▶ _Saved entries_
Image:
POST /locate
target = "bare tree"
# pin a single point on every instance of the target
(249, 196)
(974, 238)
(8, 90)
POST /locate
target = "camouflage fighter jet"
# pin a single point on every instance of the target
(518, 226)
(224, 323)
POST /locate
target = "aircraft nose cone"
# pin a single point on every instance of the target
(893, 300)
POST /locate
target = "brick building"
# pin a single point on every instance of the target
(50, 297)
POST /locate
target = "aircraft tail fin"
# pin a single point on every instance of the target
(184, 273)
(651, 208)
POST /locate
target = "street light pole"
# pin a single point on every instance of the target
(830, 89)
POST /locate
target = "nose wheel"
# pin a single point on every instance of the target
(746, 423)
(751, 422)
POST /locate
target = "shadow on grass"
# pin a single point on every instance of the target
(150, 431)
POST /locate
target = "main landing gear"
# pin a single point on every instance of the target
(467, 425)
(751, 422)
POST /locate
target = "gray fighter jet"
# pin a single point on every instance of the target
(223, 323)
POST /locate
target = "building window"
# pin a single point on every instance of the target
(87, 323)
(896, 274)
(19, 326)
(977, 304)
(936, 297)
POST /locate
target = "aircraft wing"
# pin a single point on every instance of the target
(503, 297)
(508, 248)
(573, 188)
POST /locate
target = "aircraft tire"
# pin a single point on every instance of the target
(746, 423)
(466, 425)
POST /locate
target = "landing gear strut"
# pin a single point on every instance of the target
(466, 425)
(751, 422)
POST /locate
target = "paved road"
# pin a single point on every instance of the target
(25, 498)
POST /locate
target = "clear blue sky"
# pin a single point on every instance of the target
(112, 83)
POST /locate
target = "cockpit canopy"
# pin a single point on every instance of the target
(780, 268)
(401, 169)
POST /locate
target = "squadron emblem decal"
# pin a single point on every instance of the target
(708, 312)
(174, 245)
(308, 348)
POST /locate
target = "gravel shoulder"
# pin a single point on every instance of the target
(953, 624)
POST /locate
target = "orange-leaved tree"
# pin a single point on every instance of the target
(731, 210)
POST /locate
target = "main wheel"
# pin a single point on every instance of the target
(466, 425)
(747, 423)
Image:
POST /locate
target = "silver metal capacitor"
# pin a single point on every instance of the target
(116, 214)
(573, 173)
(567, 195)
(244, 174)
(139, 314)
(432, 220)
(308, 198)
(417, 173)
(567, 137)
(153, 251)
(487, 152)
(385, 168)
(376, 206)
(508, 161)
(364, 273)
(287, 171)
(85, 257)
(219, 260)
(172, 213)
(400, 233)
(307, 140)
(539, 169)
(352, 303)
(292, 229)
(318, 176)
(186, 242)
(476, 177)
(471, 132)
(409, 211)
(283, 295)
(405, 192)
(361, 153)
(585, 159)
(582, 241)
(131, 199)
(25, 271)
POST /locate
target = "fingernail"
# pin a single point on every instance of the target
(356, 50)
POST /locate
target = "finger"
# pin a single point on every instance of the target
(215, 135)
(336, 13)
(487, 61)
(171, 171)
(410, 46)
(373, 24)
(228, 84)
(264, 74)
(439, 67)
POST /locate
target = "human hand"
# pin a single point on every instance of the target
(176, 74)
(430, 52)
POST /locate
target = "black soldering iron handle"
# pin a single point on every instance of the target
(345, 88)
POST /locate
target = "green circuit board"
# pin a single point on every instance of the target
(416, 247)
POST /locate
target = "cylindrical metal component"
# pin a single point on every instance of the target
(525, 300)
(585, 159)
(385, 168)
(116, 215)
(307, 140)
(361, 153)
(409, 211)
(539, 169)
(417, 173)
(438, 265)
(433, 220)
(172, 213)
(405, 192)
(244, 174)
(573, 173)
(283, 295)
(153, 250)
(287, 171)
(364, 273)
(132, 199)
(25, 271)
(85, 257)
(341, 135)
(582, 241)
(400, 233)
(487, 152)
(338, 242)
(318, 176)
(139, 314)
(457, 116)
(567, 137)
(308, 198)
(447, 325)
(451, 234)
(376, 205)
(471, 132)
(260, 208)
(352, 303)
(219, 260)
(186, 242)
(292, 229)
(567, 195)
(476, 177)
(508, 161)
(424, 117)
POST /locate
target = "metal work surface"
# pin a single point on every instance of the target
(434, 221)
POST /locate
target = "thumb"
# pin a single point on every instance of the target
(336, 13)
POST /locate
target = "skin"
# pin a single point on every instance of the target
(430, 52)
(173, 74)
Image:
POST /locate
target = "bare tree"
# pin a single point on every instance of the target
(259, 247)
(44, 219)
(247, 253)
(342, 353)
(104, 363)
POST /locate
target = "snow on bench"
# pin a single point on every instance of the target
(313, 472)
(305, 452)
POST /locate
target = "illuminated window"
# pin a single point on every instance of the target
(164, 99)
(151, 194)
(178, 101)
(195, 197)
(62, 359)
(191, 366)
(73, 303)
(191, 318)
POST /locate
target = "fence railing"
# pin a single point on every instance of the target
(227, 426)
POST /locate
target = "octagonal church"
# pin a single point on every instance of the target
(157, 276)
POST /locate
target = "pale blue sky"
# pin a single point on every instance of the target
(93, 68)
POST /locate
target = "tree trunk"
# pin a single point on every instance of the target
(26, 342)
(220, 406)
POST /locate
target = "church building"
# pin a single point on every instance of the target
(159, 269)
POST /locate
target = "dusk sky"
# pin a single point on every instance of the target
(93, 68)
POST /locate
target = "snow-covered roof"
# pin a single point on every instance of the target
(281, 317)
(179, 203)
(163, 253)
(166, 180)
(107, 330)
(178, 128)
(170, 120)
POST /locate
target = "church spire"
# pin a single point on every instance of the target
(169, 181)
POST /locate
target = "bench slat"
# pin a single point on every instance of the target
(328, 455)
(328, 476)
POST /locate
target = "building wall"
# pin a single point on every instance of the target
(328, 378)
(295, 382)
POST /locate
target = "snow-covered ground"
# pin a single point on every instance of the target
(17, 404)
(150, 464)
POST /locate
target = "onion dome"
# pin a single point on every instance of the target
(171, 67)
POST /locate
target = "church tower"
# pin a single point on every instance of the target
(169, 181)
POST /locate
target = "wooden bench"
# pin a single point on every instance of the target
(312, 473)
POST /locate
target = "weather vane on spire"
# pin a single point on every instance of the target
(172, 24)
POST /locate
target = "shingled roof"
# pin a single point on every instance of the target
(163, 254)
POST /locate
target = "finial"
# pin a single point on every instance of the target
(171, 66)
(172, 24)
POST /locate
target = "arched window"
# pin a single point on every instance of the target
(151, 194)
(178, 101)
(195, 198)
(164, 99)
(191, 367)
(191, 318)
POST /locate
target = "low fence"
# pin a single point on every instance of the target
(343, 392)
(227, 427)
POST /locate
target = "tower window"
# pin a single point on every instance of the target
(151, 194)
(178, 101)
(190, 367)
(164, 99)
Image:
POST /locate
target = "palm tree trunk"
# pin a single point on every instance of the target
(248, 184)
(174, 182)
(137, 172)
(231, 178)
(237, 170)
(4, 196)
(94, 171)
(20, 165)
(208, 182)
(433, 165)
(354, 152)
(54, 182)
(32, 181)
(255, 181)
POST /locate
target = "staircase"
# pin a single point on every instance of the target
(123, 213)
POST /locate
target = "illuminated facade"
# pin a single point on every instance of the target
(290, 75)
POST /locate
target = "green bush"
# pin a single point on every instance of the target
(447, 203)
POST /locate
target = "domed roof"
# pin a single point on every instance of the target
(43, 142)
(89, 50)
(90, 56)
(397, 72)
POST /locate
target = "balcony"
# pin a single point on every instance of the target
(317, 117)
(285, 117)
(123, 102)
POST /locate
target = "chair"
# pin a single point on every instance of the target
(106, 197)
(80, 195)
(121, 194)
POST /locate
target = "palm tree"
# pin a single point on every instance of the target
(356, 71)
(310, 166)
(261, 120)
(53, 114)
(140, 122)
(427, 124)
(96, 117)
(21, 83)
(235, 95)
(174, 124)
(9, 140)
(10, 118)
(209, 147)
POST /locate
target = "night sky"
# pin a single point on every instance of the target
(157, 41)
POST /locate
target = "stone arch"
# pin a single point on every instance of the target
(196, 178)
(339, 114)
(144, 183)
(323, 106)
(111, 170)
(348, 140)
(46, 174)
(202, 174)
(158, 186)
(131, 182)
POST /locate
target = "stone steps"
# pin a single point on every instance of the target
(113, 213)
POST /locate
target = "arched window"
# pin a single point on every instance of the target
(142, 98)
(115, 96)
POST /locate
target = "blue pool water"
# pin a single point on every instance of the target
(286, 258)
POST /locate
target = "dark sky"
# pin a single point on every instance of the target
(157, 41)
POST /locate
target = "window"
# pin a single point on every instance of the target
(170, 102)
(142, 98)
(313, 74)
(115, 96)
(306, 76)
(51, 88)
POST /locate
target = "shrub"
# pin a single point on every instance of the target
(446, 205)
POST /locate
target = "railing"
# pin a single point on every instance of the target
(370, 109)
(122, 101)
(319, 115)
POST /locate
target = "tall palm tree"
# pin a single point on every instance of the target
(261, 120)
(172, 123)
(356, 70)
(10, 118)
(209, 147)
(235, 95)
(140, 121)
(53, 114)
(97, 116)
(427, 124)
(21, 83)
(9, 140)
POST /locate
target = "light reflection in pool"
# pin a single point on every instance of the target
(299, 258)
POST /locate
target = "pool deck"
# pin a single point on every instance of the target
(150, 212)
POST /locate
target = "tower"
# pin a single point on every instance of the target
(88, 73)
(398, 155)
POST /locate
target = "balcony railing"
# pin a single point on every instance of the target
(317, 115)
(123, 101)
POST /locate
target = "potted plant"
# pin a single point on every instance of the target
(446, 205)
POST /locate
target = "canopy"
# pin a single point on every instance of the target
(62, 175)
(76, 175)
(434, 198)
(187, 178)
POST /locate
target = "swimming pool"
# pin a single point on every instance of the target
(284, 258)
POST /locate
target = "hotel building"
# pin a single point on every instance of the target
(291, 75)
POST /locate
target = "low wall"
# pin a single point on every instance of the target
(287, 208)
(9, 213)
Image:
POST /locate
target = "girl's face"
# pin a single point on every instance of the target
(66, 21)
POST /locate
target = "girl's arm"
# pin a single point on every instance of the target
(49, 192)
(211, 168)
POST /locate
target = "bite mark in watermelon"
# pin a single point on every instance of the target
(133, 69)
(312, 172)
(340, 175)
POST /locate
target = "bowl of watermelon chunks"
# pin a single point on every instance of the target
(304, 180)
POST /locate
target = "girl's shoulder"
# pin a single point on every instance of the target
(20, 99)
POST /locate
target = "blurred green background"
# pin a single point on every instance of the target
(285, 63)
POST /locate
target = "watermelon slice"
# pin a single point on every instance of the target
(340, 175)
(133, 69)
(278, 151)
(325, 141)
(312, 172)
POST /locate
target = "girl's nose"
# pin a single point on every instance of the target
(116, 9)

▶ _Activity_
Select and copy each line from the data that includes the word "window".

▶ _Answer_
target = "building window"
target = "illuminated window"
target = "arched window"
target = "tower window"
target = "arched window"
target = "window"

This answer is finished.